Textabschnitt =>
Speyer Blitz, Donner und Details

Mal ganz was anderes: Beim Speyerer Rathauskonzert am Freitagabend haben sich die Jazzer Bernd „Lömsch“ Lehmann mit Saxofon und Klarinette, Matthias Debus, Bass, und Erwin Ditzner, Schlagzeug, der Leitmotive von Richard Wagners Opernwelt angenommen.

Der Ratssaal war voll, und so wie es aussah, war das Publikum gut gemischt aus neugierigen Opern-Fans und ebenso neugierigen Jazz-Enthusiasten. Man konnte sie übrigens gut auseinander halten: Die Jazz-Fans hielt es nach einiger Zeit nicht mehr ruhig auf den Stühlen, sie fingen an, im Takt zu wippen. Am Ende gab es begeisterten Beifall im Stehen; die „Gruppenzugehörigkeit“ war dabei nicht mehr auszumachen. Zu Beginn gab Debus eine kurze Einführung in die Technik der Wagner’schen Leitmotive und verlas vor jeder Sequenz die Verwendeten. Sie stammten alle aus „Ring der Nibelungen“ und waren auch im Programm abgedruckt. Lehmann spielte dann, vor allem in einer langen Sequenz am Anfang, die Motive solistisch mit der Klarinette durch – allein schon das eine große, schweißtreibende Leistung. Schließlich nahmen die drei gemeinsam die Melodien auseinander; sie demontierten sie, untersuchten, was sie daraus an Eigenem fortspinnen konnten, setzten sie verändert wieder zusammen oder gingen darüber hinaus. Die Naturschilderungen, fortgeführt mit den Mitteln des Jazz, waren deutlich zu erkennen: Blitz, Donner und Sturm. Es klang zwar oft nach spontaner Improvisation, war aber offensichtlich bis in die Details vorher festgelegt. Die Fantasie, die sie dabei einsetzten, war beträchtlich: Da war das, was Lehmann seiner Klarinette entlockte, die er auch mal auseinanderbaute und auf einem Teilstück blies. Da war das Spiel von Ditzner, der sein Schlagzeug als sehr differenziertes Musikinstrument einsetzte; da war auch mal ein indonesisches Gamelan-Instrument dabei, oder er ließ Töne langsam verklingen, indem er sie auf dem Oberschenkel spielte. Debus stand in puncto Differenziertheit nicht zurück, hielt aber vor allem zusammen – und sang. Nicht, dass er zum Wagner-Sänger mutierte – er fügte Töne ohne Worte hinzu.

Eingabedaten =>
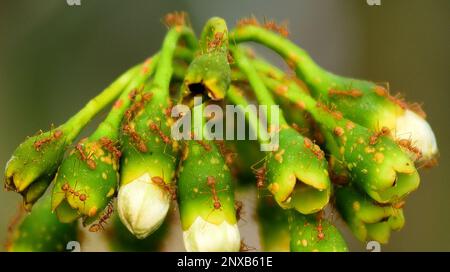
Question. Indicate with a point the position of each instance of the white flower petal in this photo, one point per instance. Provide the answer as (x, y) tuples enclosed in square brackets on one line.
[(203, 236), (142, 206), (411, 126)]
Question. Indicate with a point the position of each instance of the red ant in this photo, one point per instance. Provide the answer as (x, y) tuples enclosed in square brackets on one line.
[(227, 154), (166, 187), (260, 175), (137, 106), (351, 93), (155, 128), (385, 131), (407, 144), (320, 234), (217, 41), (99, 226), (111, 147), (66, 188), (314, 148), (13, 225), (336, 114), (273, 26), (86, 158), (206, 146), (56, 135), (247, 21), (244, 247), (338, 131), (238, 206), (211, 181), (175, 19), (399, 205), (140, 144)]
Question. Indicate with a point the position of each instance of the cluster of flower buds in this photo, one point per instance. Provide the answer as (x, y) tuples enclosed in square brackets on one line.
[(342, 145)]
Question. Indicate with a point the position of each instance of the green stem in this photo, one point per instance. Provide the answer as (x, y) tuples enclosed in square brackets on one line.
[(164, 68), (236, 97), (75, 124), (305, 67), (214, 26), (110, 126), (262, 93)]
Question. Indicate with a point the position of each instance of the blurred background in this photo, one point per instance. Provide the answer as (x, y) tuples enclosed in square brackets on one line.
[(54, 57)]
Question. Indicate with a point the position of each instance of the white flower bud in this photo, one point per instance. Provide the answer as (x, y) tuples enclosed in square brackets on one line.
[(142, 206), (203, 236), (411, 126)]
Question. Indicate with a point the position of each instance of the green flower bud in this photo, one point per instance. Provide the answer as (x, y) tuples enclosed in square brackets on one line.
[(37, 159), (348, 95), (297, 170), (41, 231), (206, 200), (149, 154), (121, 240), (273, 226), (86, 180), (297, 173), (375, 162), (367, 219), (210, 73), (312, 233)]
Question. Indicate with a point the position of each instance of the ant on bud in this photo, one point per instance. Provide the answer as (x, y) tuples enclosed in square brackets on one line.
[(56, 135), (211, 182), (109, 145), (385, 131), (99, 226), (86, 158), (166, 187)]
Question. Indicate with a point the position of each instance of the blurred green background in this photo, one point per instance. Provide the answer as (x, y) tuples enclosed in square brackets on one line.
[(54, 57)]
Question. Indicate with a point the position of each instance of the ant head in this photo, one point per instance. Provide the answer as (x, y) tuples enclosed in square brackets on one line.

Zu erledigende Aufgaben =>
A. Aus welchem Werk stammten laut dem Konzertbericht alle verwendeten Leitmotive?
B. Gib den Konzertbericht zwischen „Speyer Blitz, Donner“ und „Wagners Opernwelt angenommen.“ wortgetreu wieder, beide Stellen eingeschlossen.

Lösungen in Reihenfolge =>
A. Alle Leitmotive stammten aus dem „Ring der Nibelungen“.

B.
Speyer Blitz, Donner und Details

Mal ganz was anderes: Beim Speyerer Rathauskonzert am Freitagabend haben sich die Jazzer Bernd „Lömsch“ Lehmann mit Saxofon und Klarinette, Matthias Debus, Bass, und Erwin Ditzner, Schlagzeug, der Leitmotive von Richard Wagners Opernwelt angenommen.